_Extrait du texte_:

Grégoire Biseau, rédacteur en chef adjoint du service économie de Libération, s’est attaqué à ce qui serait une «contre-vérité» diffusée par Olivier Besancenot et Benoît Hamon quant à l’évolution de la rémunération du capital et du travail en France (lire aussi ci-dessus et ci-contre).
Notre journaliste économique ne remet pas en cause le fait que les salaires auraient perdu 10 points de PIB par rapport à 1982. Toutefois 1982 ne serait pas la bonne année de référence, mais un trompe-l’œil propre à une «habile mauvaise foi politicienne». Car les 75 % occupés en 1982 par les salaires dans le partage de la valeur ajoutée constitueraient «une exception», liée à «une spirale inflationniste». Depuis 1988, grâce (?) à «la politique de rigueur et de désindexation des salaires décidée par la gauche à partir de 1983», cette répartition retrouverait cependant un cours «stable» (est-ce à dire «normal» ? ou même «naturel» ?) de 65 % - 35 %.

Entrées de pointage des objets étiquetés
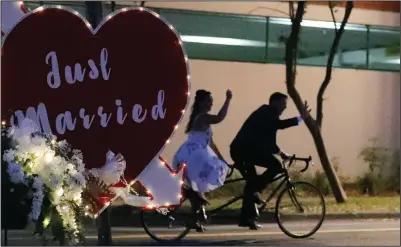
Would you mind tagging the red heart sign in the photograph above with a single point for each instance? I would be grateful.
(121, 87)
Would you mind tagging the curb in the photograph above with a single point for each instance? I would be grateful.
(131, 218)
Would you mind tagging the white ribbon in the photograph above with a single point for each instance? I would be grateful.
(113, 170)
(112, 173)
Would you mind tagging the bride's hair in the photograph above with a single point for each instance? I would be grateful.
(200, 96)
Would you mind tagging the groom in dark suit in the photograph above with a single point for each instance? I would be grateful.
(255, 144)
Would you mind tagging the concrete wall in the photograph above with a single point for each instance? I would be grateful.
(359, 105)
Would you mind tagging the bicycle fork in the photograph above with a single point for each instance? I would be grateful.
(293, 198)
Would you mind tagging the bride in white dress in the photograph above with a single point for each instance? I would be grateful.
(205, 168)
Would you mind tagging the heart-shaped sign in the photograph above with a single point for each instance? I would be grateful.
(121, 87)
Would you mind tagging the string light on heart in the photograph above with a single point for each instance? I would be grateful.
(123, 86)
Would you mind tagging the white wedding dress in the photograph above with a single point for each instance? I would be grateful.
(204, 170)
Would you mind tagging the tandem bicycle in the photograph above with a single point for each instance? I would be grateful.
(173, 224)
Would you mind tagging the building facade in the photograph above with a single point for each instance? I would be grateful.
(240, 46)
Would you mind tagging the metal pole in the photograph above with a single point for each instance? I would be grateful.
(94, 14)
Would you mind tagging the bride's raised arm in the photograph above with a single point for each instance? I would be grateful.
(208, 119)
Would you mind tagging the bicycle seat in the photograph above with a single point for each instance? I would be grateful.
(241, 167)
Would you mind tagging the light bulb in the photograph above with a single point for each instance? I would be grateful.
(49, 157)
(59, 192)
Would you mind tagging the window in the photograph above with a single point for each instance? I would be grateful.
(220, 37)
(316, 38)
(384, 49)
(77, 6)
(242, 38)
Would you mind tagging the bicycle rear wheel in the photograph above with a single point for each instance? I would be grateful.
(169, 227)
(292, 206)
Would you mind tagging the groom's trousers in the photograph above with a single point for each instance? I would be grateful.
(245, 160)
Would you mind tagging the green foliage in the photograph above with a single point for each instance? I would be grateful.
(383, 174)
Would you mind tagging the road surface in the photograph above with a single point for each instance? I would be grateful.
(384, 232)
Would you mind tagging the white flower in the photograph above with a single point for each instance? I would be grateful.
(37, 199)
(62, 144)
(9, 155)
(80, 178)
(16, 173)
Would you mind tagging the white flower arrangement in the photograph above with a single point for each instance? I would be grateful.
(50, 169)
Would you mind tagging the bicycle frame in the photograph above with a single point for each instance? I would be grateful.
(285, 179)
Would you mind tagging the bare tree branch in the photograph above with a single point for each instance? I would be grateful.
(291, 10)
(331, 7)
(292, 42)
(329, 67)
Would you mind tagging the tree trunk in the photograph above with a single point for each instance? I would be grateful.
(314, 127)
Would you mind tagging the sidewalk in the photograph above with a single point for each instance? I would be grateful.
(129, 217)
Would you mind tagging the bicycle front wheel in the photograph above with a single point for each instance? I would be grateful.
(300, 210)
(166, 225)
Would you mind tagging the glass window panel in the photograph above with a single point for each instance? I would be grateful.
(279, 31)
(77, 6)
(384, 49)
(316, 38)
(220, 37)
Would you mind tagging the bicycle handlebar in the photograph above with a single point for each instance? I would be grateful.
(306, 160)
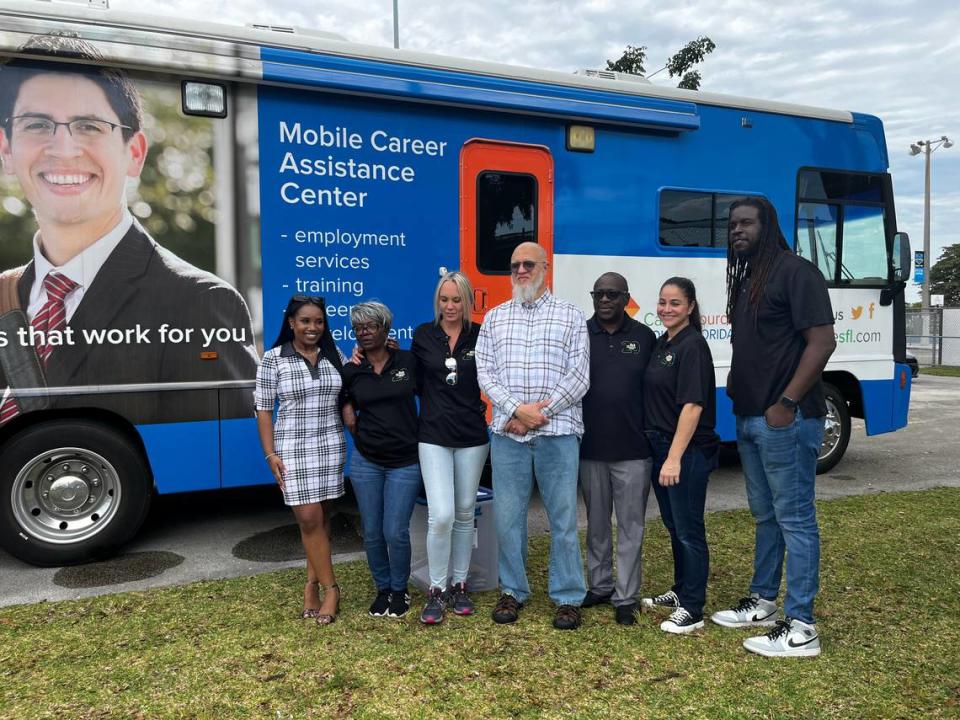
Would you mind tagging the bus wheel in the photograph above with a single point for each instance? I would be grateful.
(70, 491)
(836, 430)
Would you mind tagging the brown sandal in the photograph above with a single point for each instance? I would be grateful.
(310, 613)
(324, 618)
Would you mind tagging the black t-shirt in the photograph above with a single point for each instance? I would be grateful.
(680, 371)
(386, 409)
(450, 415)
(767, 345)
(613, 407)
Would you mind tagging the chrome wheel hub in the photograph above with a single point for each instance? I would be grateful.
(65, 495)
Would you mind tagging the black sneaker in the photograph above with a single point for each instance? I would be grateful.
(433, 611)
(592, 599)
(399, 603)
(625, 614)
(507, 609)
(379, 607)
(458, 598)
(669, 600)
(567, 618)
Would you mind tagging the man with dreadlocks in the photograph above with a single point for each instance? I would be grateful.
(782, 323)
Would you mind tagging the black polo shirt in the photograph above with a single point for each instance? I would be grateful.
(680, 371)
(613, 407)
(450, 415)
(767, 345)
(386, 409)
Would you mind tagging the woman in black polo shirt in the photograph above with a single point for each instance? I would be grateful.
(680, 415)
(384, 469)
(453, 441)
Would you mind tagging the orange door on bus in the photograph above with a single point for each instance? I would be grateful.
(506, 198)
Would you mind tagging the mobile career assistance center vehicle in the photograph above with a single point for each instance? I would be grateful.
(188, 178)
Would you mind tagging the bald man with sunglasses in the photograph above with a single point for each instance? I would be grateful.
(533, 362)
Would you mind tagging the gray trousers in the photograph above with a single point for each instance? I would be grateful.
(623, 488)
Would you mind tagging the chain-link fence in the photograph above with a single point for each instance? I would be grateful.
(933, 336)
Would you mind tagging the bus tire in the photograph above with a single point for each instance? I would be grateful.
(836, 430)
(70, 491)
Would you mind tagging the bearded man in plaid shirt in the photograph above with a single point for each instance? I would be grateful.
(533, 362)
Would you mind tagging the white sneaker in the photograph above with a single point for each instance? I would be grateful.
(789, 638)
(681, 622)
(751, 611)
(669, 599)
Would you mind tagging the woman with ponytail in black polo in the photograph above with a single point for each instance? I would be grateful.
(680, 397)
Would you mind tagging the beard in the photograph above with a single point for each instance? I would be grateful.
(528, 292)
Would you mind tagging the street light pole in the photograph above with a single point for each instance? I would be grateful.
(396, 24)
(927, 147)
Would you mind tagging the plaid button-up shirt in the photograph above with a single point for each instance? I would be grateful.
(532, 352)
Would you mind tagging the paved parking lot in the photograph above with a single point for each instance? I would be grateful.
(217, 535)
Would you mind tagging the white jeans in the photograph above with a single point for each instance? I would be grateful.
(450, 477)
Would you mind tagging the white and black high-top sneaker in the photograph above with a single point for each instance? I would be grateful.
(789, 638)
(751, 611)
(669, 599)
(681, 622)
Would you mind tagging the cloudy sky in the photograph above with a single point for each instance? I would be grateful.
(898, 59)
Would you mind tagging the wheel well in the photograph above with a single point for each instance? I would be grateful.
(849, 387)
(104, 417)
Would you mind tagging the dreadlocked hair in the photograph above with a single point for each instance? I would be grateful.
(761, 263)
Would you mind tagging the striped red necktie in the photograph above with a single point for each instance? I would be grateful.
(52, 317)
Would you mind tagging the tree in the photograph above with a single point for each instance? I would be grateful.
(945, 276)
(679, 64)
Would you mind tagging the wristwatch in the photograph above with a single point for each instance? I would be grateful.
(788, 402)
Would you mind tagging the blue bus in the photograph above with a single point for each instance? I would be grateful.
(188, 178)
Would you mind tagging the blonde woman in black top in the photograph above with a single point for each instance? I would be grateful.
(453, 441)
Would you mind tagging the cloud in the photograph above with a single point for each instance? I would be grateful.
(893, 59)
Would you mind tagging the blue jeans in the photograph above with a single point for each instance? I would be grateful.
(780, 467)
(386, 497)
(681, 509)
(450, 478)
(554, 460)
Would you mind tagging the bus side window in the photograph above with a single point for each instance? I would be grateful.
(841, 226)
(506, 217)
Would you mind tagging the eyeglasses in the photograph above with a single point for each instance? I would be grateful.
(451, 365)
(527, 265)
(608, 294)
(366, 328)
(87, 130)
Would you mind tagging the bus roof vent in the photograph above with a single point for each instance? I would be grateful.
(612, 75)
(291, 30)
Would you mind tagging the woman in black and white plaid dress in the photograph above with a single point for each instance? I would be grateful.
(305, 448)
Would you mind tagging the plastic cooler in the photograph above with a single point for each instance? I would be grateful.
(483, 563)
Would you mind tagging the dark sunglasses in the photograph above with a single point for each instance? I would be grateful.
(451, 365)
(527, 265)
(608, 294)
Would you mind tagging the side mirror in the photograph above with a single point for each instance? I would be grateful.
(901, 257)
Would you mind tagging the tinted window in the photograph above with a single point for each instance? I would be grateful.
(686, 219)
(506, 217)
(817, 237)
(841, 226)
(840, 186)
(694, 219)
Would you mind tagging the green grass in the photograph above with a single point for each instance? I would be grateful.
(888, 612)
(942, 371)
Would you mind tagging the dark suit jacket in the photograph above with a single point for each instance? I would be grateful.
(144, 284)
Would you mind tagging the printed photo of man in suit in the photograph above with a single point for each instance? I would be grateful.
(122, 309)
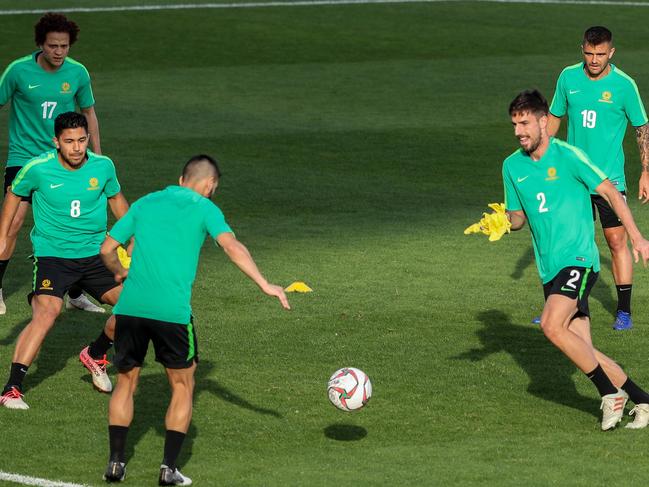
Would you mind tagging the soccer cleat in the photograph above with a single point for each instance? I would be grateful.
(641, 420)
(13, 399)
(97, 368)
(613, 409)
(83, 303)
(623, 321)
(172, 477)
(115, 472)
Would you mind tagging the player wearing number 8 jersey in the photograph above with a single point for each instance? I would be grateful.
(547, 183)
(71, 189)
(599, 100)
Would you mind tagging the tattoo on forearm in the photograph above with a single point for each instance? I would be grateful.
(642, 134)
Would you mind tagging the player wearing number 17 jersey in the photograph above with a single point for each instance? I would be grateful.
(599, 100)
(548, 183)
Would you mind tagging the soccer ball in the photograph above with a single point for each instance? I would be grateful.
(349, 389)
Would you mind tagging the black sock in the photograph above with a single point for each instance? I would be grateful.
(74, 292)
(601, 381)
(3, 268)
(117, 440)
(100, 346)
(635, 392)
(16, 376)
(624, 297)
(173, 444)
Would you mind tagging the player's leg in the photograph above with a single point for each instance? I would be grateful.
(45, 310)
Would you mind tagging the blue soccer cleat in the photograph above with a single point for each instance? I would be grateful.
(623, 321)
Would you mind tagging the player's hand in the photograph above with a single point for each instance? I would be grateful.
(278, 292)
(643, 187)
(641, 250)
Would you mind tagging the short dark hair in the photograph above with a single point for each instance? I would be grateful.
(597, 35)
(194, 167)
(69, 120)
(529, 101)
(51, 22)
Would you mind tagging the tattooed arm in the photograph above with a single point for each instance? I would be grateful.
(642, 134)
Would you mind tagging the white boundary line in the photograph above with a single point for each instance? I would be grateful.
(26, 480)
(303, 3)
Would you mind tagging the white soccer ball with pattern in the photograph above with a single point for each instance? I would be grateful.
(349, 389)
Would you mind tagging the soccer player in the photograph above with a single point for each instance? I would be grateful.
(169, 229)
(598, 99)
(548, 183)
(40, 86)
(71, 189)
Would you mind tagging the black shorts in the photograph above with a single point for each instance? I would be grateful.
(10, 175)
(575, 283)
(607, 216)
(54, 276)
(175, 345)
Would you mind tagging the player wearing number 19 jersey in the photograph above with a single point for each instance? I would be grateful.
(547, 183)
(599, 99)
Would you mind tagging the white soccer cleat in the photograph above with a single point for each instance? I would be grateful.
(97, 368)
(83, 303)
(613, 409)
(3, 306)
(641, 420)
(13, 399)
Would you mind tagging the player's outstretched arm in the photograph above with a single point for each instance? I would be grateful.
(109, 255)
(118, 205)
(616, 200)
(642, 135)
(93, 128)
(239, 255)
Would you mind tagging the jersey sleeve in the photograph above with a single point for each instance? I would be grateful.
(124, 228)
(84, 96)
(634, 107)
(512, 201)
(26, 180)
(7, 85)
(559, 103)
(215, 223)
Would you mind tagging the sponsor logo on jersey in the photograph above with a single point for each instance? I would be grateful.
(94, 184)
(552, 174)
(606, 97)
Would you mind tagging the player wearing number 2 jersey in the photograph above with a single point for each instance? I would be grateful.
(547, 183)
(40, 86)
(71, 189)
(599, 99)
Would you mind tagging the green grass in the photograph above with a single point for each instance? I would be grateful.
(357, 143)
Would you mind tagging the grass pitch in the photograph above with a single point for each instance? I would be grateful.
(357, 142)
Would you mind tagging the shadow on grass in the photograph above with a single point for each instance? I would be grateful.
(550, 372)
(602, 291)
(345, 432)
(152, 399)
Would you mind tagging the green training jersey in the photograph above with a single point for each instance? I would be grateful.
(37, 97)
(597, 115)
(169, 228)
(554, 193)
(70, 206)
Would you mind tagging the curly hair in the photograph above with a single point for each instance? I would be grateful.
(51, 22)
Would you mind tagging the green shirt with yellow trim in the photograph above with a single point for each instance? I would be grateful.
(597, 115)
(554, 192)
(37, 97)
(70, 206)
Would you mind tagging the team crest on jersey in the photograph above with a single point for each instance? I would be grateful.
(552, 174)
(606, 97)
(94, 184)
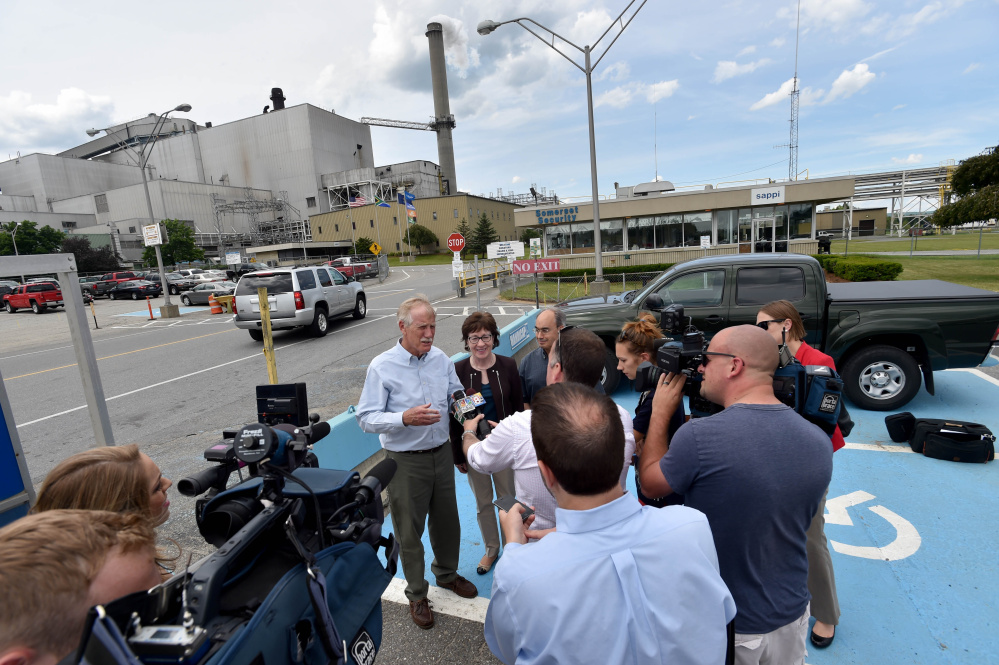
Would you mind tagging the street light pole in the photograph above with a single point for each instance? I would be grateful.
(488, 26)
(142, 158)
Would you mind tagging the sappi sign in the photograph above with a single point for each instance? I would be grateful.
(534, 266)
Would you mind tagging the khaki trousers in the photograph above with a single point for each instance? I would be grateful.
(421, 494)
(485, 513)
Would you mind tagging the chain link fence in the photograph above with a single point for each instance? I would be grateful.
(553, 288)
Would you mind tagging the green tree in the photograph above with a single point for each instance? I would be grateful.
(90, 259)
(975, 183)
(483, 234)
(29, 239)
(363, 245)
(178, 247)
(465, 232)
(419, 237)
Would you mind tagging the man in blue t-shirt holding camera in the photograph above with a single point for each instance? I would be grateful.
(758, 471)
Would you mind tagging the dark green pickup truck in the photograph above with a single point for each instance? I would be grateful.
(882, 335)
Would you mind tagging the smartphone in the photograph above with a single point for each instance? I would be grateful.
(507, 502)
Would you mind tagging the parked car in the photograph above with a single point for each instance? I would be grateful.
(177, 283)
(89, 284)
(109, 280)
(886, 338)
(39, 296)
(135, 289)
(200, 293)
(297, 297)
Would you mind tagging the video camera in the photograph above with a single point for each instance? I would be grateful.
(813, 391)
(286, 512)
(678, 356)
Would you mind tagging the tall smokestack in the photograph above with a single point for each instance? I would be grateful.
(442, 109)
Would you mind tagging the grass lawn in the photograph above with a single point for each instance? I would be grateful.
(963, 240)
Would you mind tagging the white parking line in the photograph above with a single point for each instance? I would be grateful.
(200, 371)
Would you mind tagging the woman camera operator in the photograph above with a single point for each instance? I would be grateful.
(117, 479)
(497, 379)
(635, 345)
(780, 318)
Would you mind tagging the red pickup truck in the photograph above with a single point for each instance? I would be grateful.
(39, 296)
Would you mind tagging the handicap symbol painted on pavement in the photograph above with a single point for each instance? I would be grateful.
(907, 539)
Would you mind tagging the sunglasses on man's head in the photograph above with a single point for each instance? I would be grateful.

_Consigne à suivre_:
Recopiez, dans l'extrait sur le partage de la valeur ajoutée, le passage qui commence par les mots contenant « Grégoire Biseau, rédacteur » et se termine par « ci-dessus et ci-contre). ».

_Corrigé de l'exercice_:
Grégoire Biseau, rédacteur en chef adjoint du service économie de Libération, s’est attaqué à ce qui serait une «contre-vérité» diffusée par Olivier Besancenot et Benoît Hamon quant à l’évolution de la rémunération du capital et du travail en France (lire aussi ci-dessus et ci-contre).